- List of tasks -
• a. From the passage on the retail equity investment scheme, list each person or group whose criticism or view of the scheme it reports.
• b. Carry the passage on the retail equity investment scheme forward from its last sentence.

- Selected excerpt -
###
This scheme has been subject of heated discussion since the time it was introduced in the budget. Many analysts and experts have pointed out that exposing retail investors to direct equity investment is a risky proposition.  Many fund managers have also criticized the idea saying the scheme won’t be in the interest of retail investors. SEBI's Chairman U.K. Sinha has also expressed his view that the scheme should be routed through Mutual Funds. While concerns seem to be valid to some extend, the fact remains that many of the mutual funds which run equity linked savings scheme (ELSS) have also not performed well. Some of these funds have even failed to beat the benchmark against which they operate. So routing money through mutual funds will not necessarily result into wealth maximization. Additionally, government is going to allow retail investors investment into selective stocks only which will be based on some indices (details awaited).

Since retail investors have been allowed to invest in equity directly, what should retail investor do? How can a retail investor maximize return under the scheme, given the limitations that an investor has in terms of knowledge he possess of stock market. There is a high likelihood that retail investors may get driven by tips rather than fundamentals of the stock. In order to overcome such challenges, retail investors can use common sense approach to investments. Following aspects need to be evaluated by an investor before selecting a stock:

1) Look at the past track record: Retail investors should select stocks which have performed well in the past. The performance gets manifested in profit made by the company and increased in share prices. In order to select such stocks, an investor can zero down to Sensex or Nifty stocks. The stocks in these indices are included only after they meet rigorous criteria set by stock exchanges. The most important aspect of these stocks is that they are subject to market scrutiny and hence investors continue to get information through media. So it will be very easy to identify any adverse event related to these companies.
###
- Exercise data -
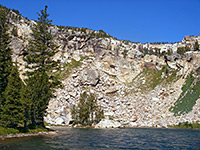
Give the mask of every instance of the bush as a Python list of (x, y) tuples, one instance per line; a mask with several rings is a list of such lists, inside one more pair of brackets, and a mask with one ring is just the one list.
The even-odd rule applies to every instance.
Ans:
[(182, 87), (182, 93), (178, 100), (175, 102), (174, 106), (169, 110), (174, 112), (175, 116), (180, 116), (182, 114), (188, 113), (192, 110), (193, 106), (196, 104), (197, 99), (200, 96), (200, 80), (193, 77), (191, 73), (185, 84)]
###
- Answers to the tasks -
• a.
- Analysts and experts
- Fund managers
- SEBI's Chairman U.K. Sinha

• b.
2) Dividend Analysis: Retail Investors can analyze dividend payment in order to select stocks. Some stocks pay regular and substantial dividend and can help retail investors build wealth. One such stock is ONGC. ONGC has been paying regular dividend during last ten years. Let us look at the table which indicates dividend given by ONGC during last eleven years:

Year Face Value Dividen Rate (%) Dividend Amount Dividend Reinvested @10%
2000-01 10 110 11 31.38
2001-02 10 140 14 36.31
2002-03 10 300 30 70.74
2003-04 10 240 24 51.45
2004-05 10 400 40 77.95
2005-06 10 450 45 70.86
2006-07 10 310 31 49.93
2007-08 10 320 32 46.85
2008-09 10 320 32 41.26
2009-10 10 330 33 39.93
2010-11 5 175 8.75 9.63
        Total=526.29

 

 

 

 

 

 

 

 

 

 

ONGC, as a stock, has given dividend which has present value of Rs. 526 during last 12 years considering that dividend was reinvested by the investors and it fetched 10% return per year. This is not a recommendation for ONGC stock but an indication of the fact that how dividned can result into creation of wealth. Such stocks can be useful for investors as they provide regular cash flow and help maximize wealth for investors. Since high amount is paid as dividend, the impact of lock-in also gets diluted as investors continue to regular cash flows.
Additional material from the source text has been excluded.